• **Passage extrait**
-------------------------

Il ne reste à son héros orphelin âgé aujourd'hui de 14 ans que deux semaines à passer dans sa famille de moldus avant de retourner au collège de sorcellerie Poudlard. Mais une nuit, une vision suffisamment obsédante pour réveiller sa cicatrice en forme d'éclair met les nerfs de Harry à vif et le pousse à contacter son parrain en sorcellerie, Sirius Black. Heureusement, la perspective d'assister au grand événement sportif de la saison, la Coupe du monde de Quidditch, suffit à faire oublier pour quelque temps à Harry que Lord Voldemort et ses sinistres comparses, les mangeurs de Mort, sont en route pour tuer.
Lecteurs, nous allons maintenant recouvrir le reste de l'intrigue d'une immense cape d'invisibilité et nous nous bornerons à vous révéler que Qui-Vous-Savez est à la poursuite de Harry, et que cette année, il n'y aura pas de matchs de Quidditch entre Gryffondor, Serdaigle, Poufsouffle et Serpentard. Cette fois c'est Poudlard qui disputera un tournoi de sorcellerie contre deux autres écoles de magiciens, les Élégants de Beauxbaton et les Glaçons de Durmstrang. Les candidats sélectionnés devront passer trois ultimes épreuves. Harry fera-t-il partie des heureux élus ?
Quant à vous, fans de Quidditch, ne soyez-pas déçus : nous retrouvons ce grand jeu au moment de la Coupe du monde. 100 000 sorcières et magiciens soucieux d'incognito et tentant de se faire passer pour des moldus se rassemblent sur une "charmante lande déserte". Rowling nous enchante comme toujours avec ce souci des détails qui rend son univers si vivant et si drôle. Les tentes où s'abritent des spectateurs, par exemple, sortent vraiment de l'ordinaire. L'une d'elles est un palais miniature rempli de vrais paons ; une autre est composée de trois étages surplombés de nombreuses tourelles. Sans parler de tous les accessoires et gadgets proposés au public : des badges qui couinent le nom des joueurs, des modèles réduits de balais Éclairs de feu qui volent vraiment, ainsi que des figurines de joueurs célèbres à collectionner, qui déambulent dans la paume de la main en se pavanant... Il va sans dire que les deux équipes ne se ressemblent pas du tout, et leurs mascottes non plus. La Bulgarie est soutenue par les magnifiques Veela qui enchantent en un instant tous les spectateurs - y compris les supporters d'Irlande - jusqu'à ce que des milliers de petits lutins se lancent dans un spectacle explosif de leur cru en formant une main géante pour adresser un signe vraiment très mal élevé aux Veela, à l'autre bout du terrain...

-------------------------

• **Contenu des données**
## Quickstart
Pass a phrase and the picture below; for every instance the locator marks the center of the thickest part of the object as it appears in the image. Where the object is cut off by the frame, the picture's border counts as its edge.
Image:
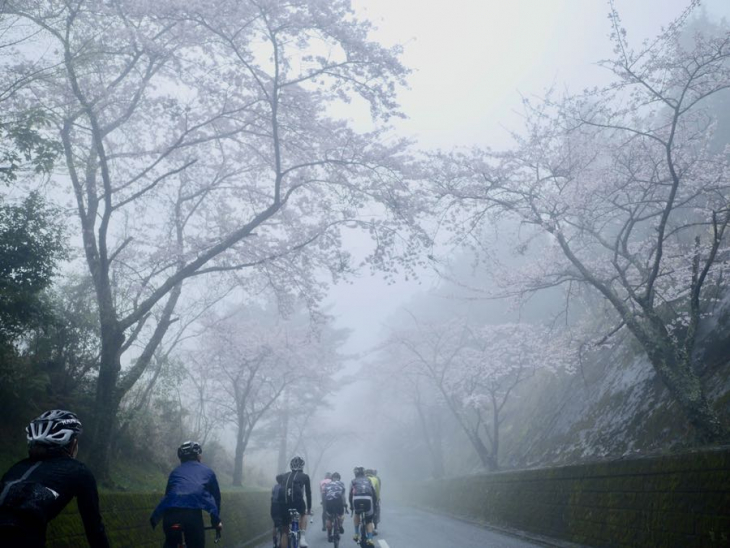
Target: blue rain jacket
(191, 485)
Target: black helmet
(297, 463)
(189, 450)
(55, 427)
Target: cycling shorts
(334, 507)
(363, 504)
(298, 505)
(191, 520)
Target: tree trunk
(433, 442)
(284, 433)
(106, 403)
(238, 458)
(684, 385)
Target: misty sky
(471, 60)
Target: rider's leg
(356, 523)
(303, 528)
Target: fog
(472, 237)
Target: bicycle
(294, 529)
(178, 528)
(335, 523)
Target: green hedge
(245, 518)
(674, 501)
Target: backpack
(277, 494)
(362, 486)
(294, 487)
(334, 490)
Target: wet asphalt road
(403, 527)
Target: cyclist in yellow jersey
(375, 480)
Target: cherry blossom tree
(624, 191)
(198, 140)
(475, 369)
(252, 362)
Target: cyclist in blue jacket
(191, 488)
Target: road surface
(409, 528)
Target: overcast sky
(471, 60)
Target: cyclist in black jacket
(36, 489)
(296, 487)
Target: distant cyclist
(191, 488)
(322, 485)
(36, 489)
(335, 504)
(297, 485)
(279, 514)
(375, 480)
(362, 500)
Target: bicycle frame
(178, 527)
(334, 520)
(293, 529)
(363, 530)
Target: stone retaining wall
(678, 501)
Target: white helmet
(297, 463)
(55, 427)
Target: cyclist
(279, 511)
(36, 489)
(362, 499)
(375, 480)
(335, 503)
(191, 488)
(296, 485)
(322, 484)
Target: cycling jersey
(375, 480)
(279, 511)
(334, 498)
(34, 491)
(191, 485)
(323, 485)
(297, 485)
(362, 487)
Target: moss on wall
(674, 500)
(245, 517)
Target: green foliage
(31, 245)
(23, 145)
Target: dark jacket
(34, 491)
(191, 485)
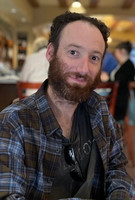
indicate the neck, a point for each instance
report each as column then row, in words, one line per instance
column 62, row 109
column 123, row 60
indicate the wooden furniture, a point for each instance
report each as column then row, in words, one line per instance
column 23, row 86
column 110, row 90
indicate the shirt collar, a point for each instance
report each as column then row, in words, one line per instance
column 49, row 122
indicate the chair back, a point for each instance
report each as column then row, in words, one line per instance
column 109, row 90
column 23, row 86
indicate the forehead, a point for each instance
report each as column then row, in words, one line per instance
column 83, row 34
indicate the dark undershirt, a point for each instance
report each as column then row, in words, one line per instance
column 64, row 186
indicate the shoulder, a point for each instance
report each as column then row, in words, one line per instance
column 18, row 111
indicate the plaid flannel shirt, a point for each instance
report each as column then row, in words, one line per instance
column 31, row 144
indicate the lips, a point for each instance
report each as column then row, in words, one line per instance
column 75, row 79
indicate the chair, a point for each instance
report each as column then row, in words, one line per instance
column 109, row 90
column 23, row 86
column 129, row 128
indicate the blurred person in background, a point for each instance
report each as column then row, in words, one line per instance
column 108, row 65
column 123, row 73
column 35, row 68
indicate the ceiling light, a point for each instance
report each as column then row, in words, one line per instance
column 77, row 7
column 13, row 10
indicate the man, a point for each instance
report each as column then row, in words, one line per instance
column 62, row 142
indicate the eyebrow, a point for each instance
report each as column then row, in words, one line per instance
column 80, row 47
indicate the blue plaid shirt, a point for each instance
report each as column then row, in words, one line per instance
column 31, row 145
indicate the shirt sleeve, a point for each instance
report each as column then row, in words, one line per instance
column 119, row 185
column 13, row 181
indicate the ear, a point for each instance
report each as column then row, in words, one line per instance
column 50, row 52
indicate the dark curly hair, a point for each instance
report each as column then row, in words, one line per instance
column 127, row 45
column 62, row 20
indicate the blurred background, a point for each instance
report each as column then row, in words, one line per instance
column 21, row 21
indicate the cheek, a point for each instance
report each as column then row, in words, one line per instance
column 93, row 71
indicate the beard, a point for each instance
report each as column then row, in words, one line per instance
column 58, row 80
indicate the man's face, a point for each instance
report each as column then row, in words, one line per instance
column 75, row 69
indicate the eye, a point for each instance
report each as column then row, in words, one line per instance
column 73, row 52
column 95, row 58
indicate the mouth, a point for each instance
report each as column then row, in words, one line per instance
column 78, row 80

-------------------------

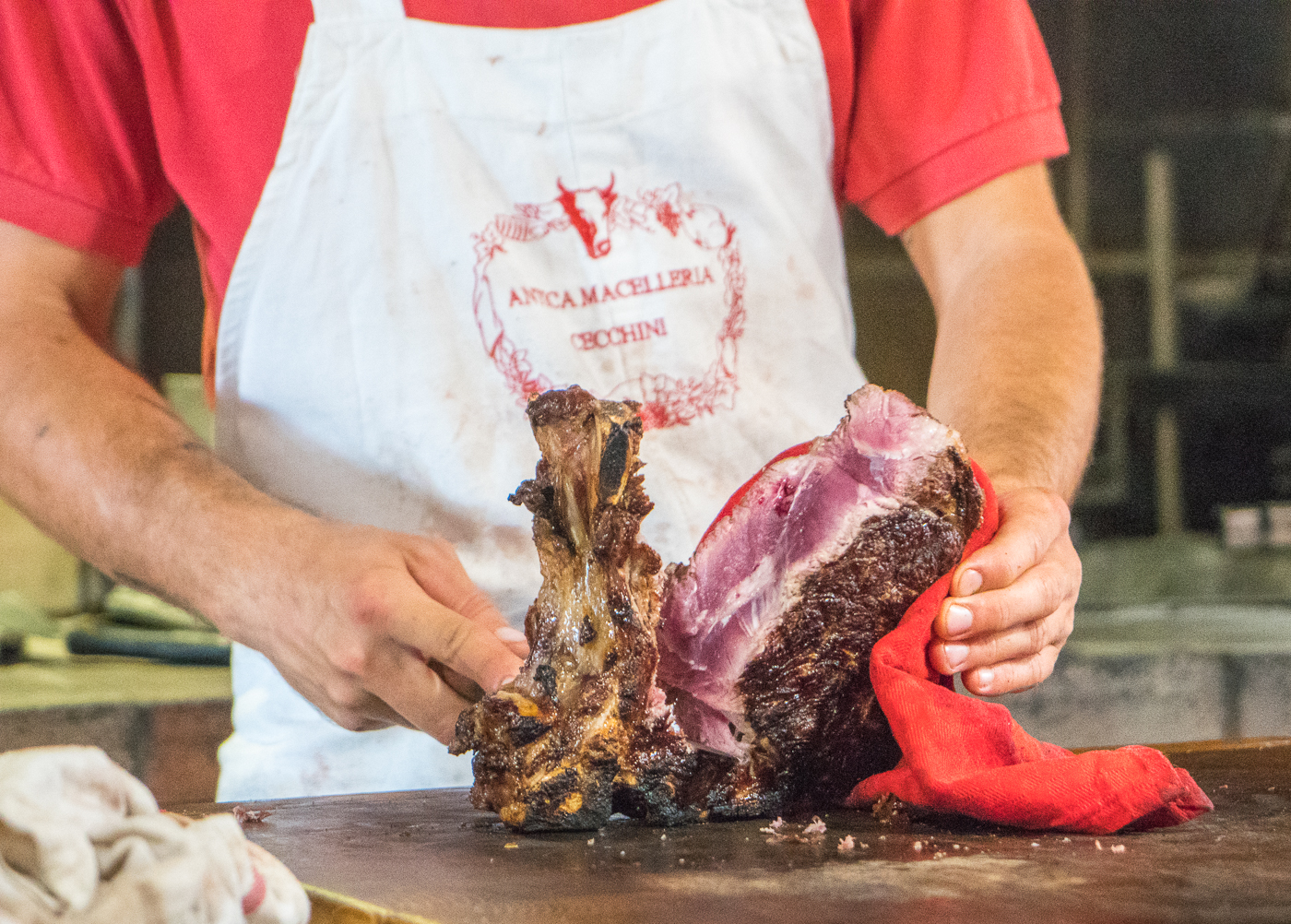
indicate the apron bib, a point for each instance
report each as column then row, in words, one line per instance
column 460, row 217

-------------------------

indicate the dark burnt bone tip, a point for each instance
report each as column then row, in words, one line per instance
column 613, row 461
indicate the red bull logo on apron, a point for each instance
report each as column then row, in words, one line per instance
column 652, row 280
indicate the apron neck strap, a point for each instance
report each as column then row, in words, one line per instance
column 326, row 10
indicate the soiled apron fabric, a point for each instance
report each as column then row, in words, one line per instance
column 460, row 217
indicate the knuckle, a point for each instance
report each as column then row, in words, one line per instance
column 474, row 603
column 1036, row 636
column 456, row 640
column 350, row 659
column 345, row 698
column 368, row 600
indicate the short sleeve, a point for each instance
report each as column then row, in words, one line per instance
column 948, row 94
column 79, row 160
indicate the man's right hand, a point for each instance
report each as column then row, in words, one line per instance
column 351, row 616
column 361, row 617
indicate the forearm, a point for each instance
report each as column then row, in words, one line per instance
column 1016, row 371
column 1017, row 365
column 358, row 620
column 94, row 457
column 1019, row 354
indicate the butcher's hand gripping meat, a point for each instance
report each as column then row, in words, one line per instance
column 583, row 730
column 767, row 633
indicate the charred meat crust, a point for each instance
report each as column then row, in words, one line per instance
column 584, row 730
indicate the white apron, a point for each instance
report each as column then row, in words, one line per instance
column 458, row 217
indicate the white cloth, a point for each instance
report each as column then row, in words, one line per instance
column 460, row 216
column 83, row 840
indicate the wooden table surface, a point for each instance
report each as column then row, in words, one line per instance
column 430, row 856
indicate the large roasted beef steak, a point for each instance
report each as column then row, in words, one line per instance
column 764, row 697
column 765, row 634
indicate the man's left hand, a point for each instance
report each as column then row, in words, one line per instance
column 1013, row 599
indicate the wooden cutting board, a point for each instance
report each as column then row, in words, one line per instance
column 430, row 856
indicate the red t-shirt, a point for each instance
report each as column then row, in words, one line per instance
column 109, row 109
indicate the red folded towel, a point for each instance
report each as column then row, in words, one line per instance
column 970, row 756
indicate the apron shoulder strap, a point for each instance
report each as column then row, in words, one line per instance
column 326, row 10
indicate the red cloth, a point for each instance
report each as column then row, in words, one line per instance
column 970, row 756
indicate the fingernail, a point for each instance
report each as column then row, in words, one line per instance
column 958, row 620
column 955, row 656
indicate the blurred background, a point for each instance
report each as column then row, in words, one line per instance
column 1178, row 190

-------------------------

• **Consigne 1**
Répondez à ces questions d'après le passage extrait.
(a) Quel âge a Harry ?
(b) Contre quelles écoles Poudlard dispute-t-il le tournoi de sorcellerie ?
(c) Combien de sorcières et de magiciens se rassemblent pour la Coupe du monde de Quidditch ?
• **Consigne 2**
Relevez toutes les maisons de Poudlard nommées dans le passage extrait.
• **Consigne 3**
Dans le passage extrait, recopiez le segment allant de « Il ne reste » jusqu'à « route pour tuer. » en substituant « marque » à « cicatrice ».
La liste n'a aucune utilité pour ce travail.

• **Réponse 1**
(a) Harry a 14 ans.
(b) Poudlard affronte Beauxbaton et Durmstrang.
(c) 100 000 sorcières et magiciens se rassemblent.

• **Réponse 2**
Gryffondor, Serdaigle, Poufsouffle, Serpentard

• **Réponse 3**
Il ne reste à son héros orphelin âgé aujourd'hui de 14 ans que deux semaines à passer dans sa famille de moldus avant de retourner au collège de sorcellerie Poudlard. Mais une nuit, une vision suffisamment obsédante pour réveiller sa marque en forme d'éclair met les nerfs de Harry à vif et le pousse à contacter son parrain en sorcellerie, Sirius Black. Heureusement, la perspective d'assister au grand événement sportif de la saison, la Coupe du monde de Quidditch, suffit à faire oublier pour quelque temps à Harry que Lord Voldemort et ses sinistres comparses, les mangeurs de Mort, sont en route pour tuer.